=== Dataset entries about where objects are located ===

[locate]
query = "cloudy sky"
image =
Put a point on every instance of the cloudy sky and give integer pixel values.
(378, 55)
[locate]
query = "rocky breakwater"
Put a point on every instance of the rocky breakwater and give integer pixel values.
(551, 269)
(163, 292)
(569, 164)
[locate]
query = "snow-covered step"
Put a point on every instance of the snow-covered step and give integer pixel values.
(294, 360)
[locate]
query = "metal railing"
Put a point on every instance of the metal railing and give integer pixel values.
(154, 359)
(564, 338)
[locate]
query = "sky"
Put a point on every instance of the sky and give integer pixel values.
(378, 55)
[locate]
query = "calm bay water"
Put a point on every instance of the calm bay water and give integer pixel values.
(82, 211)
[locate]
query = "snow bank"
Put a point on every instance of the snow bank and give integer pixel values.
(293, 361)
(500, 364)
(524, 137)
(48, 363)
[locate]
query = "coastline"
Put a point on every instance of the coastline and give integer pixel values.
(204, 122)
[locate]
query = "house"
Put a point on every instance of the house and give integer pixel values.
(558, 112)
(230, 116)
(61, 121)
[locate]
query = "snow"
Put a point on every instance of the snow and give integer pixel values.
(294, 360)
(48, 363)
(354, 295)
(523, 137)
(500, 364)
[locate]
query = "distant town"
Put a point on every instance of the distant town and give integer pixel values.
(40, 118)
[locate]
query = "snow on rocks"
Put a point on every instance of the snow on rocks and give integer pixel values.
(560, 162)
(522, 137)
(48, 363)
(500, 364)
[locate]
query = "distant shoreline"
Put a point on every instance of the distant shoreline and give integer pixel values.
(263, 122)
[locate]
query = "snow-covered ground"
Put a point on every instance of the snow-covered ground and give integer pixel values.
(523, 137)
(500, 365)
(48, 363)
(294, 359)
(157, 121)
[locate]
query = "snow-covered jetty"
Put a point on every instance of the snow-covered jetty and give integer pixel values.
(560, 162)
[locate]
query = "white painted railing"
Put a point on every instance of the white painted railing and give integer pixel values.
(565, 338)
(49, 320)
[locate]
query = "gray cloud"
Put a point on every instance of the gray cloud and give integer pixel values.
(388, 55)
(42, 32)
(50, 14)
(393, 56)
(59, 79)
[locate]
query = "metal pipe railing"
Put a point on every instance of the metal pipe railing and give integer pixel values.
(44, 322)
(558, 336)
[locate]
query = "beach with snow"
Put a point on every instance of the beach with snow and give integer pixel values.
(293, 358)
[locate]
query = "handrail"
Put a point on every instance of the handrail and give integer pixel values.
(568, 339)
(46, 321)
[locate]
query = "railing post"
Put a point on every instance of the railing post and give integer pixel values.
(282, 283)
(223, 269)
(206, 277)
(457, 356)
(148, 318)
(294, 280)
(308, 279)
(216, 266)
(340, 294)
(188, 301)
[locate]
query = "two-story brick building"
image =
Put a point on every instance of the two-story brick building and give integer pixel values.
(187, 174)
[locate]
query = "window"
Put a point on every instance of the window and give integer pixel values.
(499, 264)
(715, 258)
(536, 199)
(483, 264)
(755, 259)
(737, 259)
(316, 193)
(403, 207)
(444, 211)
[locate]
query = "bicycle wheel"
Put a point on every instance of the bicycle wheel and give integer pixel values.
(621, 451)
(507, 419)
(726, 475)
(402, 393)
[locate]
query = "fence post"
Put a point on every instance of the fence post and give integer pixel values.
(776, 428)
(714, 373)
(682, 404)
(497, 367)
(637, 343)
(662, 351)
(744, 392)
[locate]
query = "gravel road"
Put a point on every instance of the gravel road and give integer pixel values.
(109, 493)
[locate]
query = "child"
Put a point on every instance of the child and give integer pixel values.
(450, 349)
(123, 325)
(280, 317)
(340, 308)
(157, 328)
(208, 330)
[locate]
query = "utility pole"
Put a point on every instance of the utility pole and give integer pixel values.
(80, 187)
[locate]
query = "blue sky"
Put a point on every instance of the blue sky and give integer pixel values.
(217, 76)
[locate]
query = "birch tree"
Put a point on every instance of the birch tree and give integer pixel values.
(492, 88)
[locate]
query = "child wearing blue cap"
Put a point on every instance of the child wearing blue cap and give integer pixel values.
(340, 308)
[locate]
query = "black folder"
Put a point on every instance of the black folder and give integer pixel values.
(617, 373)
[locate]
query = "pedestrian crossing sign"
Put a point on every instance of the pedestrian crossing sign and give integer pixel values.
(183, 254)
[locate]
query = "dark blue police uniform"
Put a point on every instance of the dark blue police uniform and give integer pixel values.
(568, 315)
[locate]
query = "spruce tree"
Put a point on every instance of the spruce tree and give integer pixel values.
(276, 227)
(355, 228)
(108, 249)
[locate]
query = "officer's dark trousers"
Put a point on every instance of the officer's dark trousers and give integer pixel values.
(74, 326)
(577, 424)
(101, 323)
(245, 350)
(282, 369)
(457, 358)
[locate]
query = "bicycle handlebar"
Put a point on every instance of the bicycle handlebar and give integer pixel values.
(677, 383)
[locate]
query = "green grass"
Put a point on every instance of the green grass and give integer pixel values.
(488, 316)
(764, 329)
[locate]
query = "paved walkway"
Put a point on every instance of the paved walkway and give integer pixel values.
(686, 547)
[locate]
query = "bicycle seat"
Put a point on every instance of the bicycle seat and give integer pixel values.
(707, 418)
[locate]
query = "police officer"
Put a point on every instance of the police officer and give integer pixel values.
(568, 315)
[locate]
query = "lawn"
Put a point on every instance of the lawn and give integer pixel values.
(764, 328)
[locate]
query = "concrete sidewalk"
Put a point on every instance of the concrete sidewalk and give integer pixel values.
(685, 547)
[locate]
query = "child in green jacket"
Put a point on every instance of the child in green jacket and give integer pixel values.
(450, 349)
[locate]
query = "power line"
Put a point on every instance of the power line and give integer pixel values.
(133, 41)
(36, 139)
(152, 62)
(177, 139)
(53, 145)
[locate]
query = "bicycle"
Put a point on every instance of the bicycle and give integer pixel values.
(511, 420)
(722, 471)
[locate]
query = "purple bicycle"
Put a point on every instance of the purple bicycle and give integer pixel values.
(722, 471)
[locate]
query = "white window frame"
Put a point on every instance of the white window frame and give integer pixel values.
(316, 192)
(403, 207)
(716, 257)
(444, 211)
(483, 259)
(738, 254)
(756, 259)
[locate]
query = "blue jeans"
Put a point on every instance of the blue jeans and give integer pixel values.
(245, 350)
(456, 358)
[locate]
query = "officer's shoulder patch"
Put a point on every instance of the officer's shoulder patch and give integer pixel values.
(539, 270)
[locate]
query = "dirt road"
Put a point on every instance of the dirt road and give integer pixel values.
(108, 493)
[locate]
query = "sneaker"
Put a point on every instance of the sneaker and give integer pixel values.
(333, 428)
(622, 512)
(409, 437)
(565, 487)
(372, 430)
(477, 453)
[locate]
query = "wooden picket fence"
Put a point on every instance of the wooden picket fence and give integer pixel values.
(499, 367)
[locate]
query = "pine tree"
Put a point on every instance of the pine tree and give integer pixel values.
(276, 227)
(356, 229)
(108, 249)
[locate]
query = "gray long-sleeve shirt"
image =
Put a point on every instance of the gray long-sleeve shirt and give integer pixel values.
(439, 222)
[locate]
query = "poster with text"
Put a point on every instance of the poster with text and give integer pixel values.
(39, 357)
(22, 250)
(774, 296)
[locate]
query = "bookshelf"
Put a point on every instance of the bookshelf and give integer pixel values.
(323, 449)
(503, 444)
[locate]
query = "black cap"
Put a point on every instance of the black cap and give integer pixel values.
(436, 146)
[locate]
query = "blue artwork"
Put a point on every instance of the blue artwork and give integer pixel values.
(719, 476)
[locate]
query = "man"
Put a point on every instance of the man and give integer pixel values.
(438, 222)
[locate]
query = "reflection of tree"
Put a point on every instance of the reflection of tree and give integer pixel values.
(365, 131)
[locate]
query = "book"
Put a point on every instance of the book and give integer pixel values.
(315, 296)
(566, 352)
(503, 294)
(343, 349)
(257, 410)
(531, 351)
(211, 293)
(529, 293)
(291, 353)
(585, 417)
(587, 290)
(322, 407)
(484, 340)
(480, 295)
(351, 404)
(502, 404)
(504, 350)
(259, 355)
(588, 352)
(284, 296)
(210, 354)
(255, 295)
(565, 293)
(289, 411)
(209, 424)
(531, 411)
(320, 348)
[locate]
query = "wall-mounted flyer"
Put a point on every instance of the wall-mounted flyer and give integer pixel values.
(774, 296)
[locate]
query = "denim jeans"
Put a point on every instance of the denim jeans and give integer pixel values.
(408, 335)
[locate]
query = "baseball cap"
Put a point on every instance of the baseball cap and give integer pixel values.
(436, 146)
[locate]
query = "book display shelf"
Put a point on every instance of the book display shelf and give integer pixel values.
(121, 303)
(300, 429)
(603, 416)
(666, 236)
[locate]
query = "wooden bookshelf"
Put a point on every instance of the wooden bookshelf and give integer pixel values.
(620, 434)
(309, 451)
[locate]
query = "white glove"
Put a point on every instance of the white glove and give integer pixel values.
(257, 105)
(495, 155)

==

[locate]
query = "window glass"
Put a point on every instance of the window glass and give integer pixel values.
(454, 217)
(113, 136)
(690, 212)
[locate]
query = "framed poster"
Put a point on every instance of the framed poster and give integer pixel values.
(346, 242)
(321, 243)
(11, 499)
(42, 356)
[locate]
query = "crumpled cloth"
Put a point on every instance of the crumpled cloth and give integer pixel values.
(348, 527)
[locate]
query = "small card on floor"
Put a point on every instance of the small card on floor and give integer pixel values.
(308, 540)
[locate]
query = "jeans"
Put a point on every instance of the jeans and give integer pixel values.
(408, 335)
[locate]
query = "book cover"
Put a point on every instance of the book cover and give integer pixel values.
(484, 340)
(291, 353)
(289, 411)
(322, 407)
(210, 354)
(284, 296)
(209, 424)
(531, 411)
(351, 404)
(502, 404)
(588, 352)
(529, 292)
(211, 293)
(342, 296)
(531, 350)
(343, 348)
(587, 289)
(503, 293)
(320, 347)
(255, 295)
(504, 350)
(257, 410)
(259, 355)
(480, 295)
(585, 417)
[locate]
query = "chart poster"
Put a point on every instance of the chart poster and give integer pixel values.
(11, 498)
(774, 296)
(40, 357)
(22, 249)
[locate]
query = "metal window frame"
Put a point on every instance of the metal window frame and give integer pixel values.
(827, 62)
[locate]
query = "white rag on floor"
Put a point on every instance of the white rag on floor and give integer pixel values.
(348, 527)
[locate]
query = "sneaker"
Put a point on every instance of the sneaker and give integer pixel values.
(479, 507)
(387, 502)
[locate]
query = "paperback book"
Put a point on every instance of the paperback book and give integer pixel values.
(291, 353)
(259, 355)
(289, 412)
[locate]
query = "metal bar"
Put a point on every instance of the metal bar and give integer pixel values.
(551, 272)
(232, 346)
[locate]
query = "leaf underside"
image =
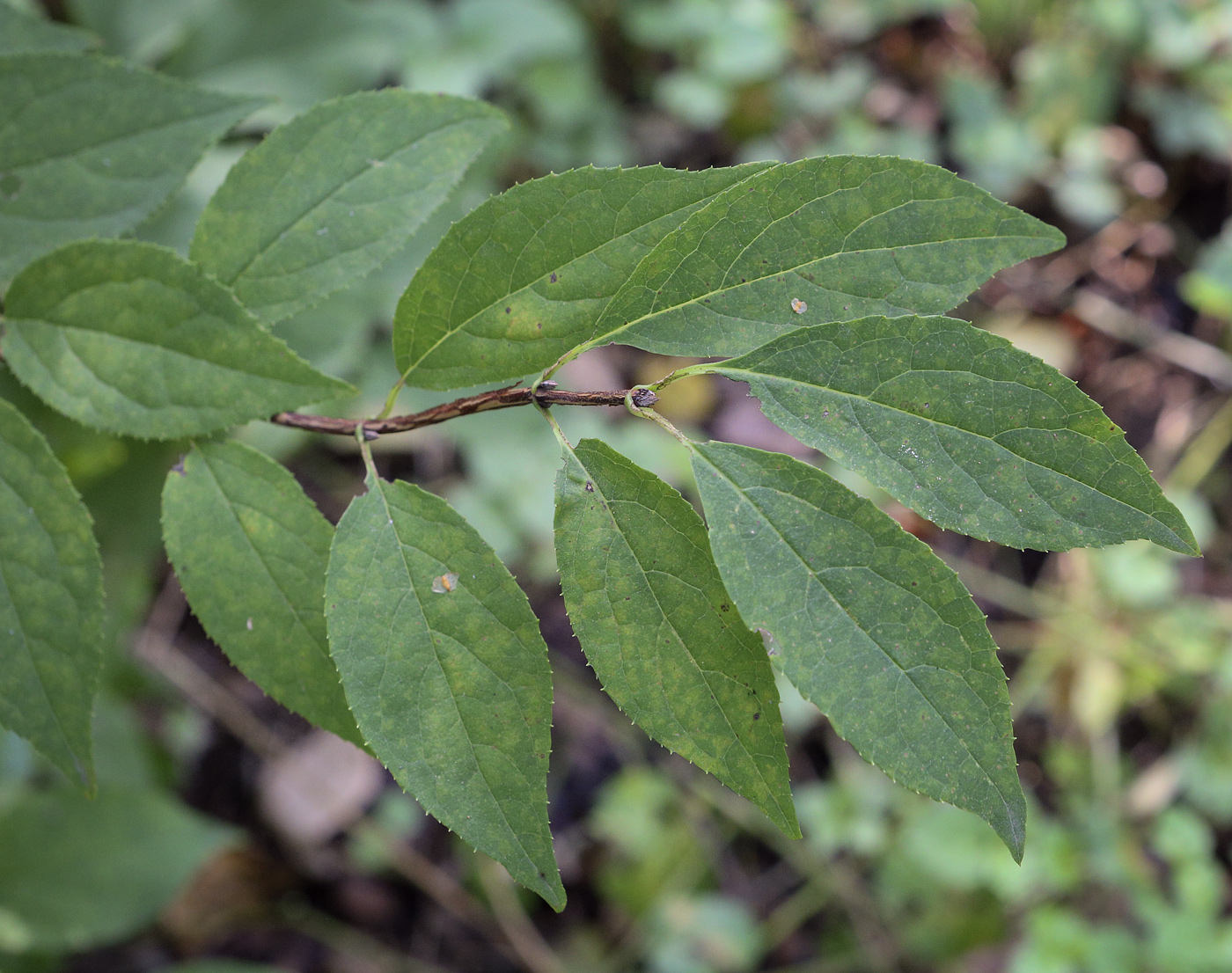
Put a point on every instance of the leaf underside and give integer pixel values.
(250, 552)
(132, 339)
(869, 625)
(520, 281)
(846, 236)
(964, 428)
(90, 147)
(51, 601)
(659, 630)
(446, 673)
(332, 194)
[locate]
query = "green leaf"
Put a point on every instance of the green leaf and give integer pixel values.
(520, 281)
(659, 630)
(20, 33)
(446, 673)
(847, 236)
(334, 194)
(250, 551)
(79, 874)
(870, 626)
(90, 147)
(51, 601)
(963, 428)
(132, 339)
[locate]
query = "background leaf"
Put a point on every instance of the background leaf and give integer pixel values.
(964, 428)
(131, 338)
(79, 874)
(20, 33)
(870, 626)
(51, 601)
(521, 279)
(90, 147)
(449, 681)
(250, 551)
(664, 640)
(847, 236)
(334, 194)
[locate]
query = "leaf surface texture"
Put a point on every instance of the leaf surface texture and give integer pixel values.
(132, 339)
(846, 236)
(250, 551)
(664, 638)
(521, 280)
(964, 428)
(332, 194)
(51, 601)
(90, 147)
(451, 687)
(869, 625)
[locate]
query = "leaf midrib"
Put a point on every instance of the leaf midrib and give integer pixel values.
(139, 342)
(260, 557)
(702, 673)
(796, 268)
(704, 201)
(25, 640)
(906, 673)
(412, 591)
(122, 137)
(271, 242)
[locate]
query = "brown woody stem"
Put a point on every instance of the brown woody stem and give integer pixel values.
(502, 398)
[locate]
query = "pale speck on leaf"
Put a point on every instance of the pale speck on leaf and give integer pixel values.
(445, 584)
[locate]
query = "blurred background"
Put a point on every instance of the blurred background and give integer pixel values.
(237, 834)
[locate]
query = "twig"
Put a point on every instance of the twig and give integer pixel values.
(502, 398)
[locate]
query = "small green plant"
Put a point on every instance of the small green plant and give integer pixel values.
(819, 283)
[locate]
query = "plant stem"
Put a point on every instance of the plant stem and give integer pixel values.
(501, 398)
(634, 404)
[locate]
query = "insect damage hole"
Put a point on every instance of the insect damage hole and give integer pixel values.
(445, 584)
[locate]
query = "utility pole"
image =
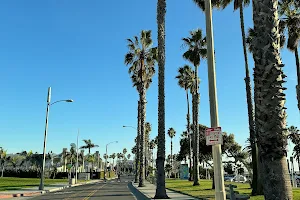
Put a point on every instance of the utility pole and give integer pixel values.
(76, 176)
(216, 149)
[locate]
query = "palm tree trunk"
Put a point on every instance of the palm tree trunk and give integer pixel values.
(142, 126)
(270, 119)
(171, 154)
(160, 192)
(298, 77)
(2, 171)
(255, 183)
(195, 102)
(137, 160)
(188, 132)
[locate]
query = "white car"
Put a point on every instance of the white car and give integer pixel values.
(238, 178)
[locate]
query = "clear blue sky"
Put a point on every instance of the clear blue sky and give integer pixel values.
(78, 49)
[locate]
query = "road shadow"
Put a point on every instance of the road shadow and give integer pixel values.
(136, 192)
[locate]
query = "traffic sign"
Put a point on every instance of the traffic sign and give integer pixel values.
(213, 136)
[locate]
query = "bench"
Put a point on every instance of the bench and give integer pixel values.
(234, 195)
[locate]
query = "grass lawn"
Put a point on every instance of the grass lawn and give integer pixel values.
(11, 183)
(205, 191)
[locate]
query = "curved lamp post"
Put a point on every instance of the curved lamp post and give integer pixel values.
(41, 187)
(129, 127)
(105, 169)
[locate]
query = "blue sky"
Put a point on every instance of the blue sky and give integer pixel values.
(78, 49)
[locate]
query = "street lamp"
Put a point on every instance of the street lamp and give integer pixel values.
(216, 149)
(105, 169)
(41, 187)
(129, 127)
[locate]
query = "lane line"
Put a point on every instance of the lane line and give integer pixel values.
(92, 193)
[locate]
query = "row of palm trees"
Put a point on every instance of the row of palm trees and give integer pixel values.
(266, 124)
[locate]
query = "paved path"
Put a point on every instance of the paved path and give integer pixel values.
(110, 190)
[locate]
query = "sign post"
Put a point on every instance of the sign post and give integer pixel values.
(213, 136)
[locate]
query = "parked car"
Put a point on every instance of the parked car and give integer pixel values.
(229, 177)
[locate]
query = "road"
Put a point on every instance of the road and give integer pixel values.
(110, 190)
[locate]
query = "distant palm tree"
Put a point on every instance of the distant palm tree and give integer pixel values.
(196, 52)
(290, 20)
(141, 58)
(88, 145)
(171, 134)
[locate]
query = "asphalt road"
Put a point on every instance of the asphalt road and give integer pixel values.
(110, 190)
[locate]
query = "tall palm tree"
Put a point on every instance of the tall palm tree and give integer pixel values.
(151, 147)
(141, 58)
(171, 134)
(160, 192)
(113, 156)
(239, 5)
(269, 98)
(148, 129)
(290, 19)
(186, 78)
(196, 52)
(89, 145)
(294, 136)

=== GIVEN EXERCISE ===
Tally the lines of the entries above that contain the string "with", treating uppercase and lowercase as different, and give only the number.

=== FINAL RESULT ===
4